PAGE EXCERPT:
Who was I?
I am a 21 year old man. Was addicted to PMO since I was 16. I would PMO 4-6 times a day to pathetic fetish videos. Had no friends, no happiness, no motivation, no life, felt like a loser. I started my nofap journey in 2014 October, but failed consistently. Because of this i was diagnosed with depression and hypertension (155/110) in July 2015. I was prescribed antidepressants and painkillers. Relapsing again and again, i found an escape in painkillers and started to misuse them (6-8 at a time). I failed in my university exams and hit the rock bottom.
How I Changed
Having hit the rock bottom I reached a situation where I had nothing to lose. Over the year I had done a lot of spiritual readings which made me understand why all this happened. I read texts on Brahmachary which explained the importance of retaining semen in ones body and how every time you orgasm a part of you dies. It also explained about Ojas energy which develops upon abstinence. Having gained this knowledge i finally decided to dive into my journey. In addition to nofap and noporn i took cold showers daily and meditated for 20 min daily. I couldn’t hit the gym because of my shoulder injury but its highly recommended.

INPUT DATA:
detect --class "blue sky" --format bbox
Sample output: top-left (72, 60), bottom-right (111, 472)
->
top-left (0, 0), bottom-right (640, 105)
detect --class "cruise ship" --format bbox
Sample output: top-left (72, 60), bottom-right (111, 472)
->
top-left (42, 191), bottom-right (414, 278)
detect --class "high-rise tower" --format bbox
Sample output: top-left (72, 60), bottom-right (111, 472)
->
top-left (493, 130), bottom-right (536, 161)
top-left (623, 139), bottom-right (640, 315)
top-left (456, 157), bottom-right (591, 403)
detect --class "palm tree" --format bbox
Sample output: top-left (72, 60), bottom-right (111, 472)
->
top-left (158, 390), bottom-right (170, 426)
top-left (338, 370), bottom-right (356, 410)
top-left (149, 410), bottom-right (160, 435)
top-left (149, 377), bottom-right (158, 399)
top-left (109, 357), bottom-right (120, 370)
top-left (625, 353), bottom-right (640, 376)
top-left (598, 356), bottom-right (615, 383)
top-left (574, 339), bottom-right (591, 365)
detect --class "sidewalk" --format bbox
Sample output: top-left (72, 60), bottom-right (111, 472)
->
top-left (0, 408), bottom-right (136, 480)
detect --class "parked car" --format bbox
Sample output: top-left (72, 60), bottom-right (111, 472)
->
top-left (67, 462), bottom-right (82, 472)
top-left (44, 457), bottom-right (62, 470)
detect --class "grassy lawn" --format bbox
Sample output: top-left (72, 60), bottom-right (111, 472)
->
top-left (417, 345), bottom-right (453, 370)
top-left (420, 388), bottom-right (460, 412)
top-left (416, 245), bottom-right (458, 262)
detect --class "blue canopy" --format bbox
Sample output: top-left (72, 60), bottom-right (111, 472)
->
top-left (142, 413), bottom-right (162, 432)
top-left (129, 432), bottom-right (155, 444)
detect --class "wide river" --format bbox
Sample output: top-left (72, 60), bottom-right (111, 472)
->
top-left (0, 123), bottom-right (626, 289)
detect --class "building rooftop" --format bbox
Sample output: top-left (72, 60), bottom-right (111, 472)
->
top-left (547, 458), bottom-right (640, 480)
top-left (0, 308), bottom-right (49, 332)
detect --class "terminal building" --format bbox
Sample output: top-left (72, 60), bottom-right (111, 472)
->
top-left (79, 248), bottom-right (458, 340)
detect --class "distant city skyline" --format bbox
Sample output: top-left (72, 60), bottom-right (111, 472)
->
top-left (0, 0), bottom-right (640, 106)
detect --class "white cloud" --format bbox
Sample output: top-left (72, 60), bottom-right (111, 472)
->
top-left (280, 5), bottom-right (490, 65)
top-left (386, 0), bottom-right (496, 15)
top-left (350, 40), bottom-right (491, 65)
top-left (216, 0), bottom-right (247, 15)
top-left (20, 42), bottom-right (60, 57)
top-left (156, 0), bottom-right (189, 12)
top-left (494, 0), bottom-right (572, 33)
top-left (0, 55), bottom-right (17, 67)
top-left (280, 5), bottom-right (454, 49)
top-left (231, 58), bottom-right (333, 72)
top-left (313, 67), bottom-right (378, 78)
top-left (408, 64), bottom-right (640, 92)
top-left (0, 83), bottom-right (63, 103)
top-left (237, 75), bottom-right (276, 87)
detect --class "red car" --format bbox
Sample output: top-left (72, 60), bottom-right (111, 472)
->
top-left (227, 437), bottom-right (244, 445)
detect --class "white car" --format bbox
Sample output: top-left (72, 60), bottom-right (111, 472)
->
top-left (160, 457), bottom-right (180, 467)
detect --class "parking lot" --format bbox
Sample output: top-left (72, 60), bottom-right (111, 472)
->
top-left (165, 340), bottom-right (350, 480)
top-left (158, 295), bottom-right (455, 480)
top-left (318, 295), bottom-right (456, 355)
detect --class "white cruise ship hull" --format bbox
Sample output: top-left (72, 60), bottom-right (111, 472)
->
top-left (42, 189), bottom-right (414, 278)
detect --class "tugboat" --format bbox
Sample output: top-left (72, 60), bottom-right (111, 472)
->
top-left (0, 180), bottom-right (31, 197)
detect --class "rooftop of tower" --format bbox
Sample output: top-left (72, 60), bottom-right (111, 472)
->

LIST OF TASKS:
a) Answer these questions from the personal account:
(i) At what age does the writer say the addiction began?
(ii) What blood pressure reading is given with the hypertension diagnosis?
(iii) For how many minutes a day did the writer meditate?
b) According to the personal account, what four things did the writer have none of?
c) Return the part of the personal account between "How I Changed" and "its highly recommended.", inclusive, copied without any changes.

ANSWERS PER TASK:
a)
(i) 16
(ii) 155/110
(iii) 20 minutes

b) Friends, happiness, motivation, life

c)
How I Changed
Having hit the rock bottom I reached a situation where I had nothing to lose. Over the year I had done a lot of spiritual readings which made me understand why all this happened. I read texts on Brahmachary which explained the importance of retaining semen in ones body and how every time you orgasm a part of you dies. It also explained about Ojas energy which develops upon abstinence. Having gained this knowledge i finally decided to dive into my journey. In addition to nofap and noporn i took cold showers daily and meditated for 20 min daily. I couldn’t hit the gym because of my shoulder injury but its highly recommended.